* Begin Excerpt to read *

Setting off from Middelburg I cycled down a wide canal towards Vlissingen, which in the 17th Century had been a major harbour for the Dutch East India Company, and today is where most Dutch Royal Navy ships are built. I’d been told Vlissingen wasn’t particularly interesting, so I crossed the canal and headed for the coast further north.
It was a sunny day and the beaches were busy with people enjoying themselves, particularly Belgian and German tourists who flock to this area in summer. This isn’t surprising, these are the closest beaches to some of Germany’s largest cities, and Belgium is close enough you could almost throw a stone and hit it.




I’d been cycling for an hour or so and thought I’d earned a sit on the beach. As I came over the top of the dunes I was struck by the extraordinary sight of large ships sailing close, and I mean close, to the beach en route to the Scheldt River and the port of Antwerp. The ships seem so close that you definitely shouldn’t swim too far out into the water.
Antwerp is Europe’s second busiest port, and one of the top twenty in the world, so a lot of ships pass alongside the beaches of Zeeland. It’s a mesmerising sight as they glide along the coast and out into the vast Scheldt estuary.





After a walk along the beach I headed further along the coast towards the village of Westkapelle. The first thing I saw of Westkapelle – and I saw it from miles away – was one of its two famous light houses. This is the ‘oldest’ lighthouse in the Netherlands, the tower dating from 1470. Back then it was a church, the light was added in 1818. This at least explains why a lighthouse is such a long way from the coast.




Westkapelle seemed like a pleasant little place. Only when I came across a Sherman tank on top of a dyke, did I discover the village was the scene of dramatic and deadly events during World War II. In 1944 Allied troops were preparing to invade but this area was heavily guarded by the German army. The allies came up with a destructive plan.

* End Excerpt to read *

# Tasks to perform:
**1)** According to the cycling account, from what year does the tower of the oldest lighthouse in the Netherlands date?
**2)** Write out the cycling account from "Westkapelle seemed like" to "a destructive plan.", swapping "Sherman tank" for "armored vehicle".

* Begin Records shown *

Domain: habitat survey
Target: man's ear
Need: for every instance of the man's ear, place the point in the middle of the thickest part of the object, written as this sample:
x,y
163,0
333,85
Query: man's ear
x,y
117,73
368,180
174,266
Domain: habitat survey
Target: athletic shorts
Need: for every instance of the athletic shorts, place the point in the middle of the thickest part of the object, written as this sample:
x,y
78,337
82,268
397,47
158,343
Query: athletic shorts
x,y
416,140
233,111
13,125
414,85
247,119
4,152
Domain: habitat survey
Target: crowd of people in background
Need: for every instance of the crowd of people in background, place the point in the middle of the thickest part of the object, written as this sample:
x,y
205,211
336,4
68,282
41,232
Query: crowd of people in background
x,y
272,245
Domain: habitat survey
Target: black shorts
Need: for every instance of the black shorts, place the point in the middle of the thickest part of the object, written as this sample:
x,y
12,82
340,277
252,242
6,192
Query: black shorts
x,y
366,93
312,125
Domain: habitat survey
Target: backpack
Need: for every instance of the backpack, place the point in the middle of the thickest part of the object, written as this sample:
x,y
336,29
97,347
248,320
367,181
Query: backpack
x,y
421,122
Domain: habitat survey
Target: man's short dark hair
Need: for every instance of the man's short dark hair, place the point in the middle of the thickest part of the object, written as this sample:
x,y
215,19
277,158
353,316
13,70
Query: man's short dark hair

* End Records shown *

# Results for the exercise:
**1)** 1470

**2)**
Westkapelle seemed like a pleasant little place. Only when I came across a armored vehicle on top of a dyke, did I discover the village was the scene of dramatic and deadly events during World War II. In 1944 Allied troops were preparing to invade but this area was heavily guarded by the German army. The allies came up with a destructive plan.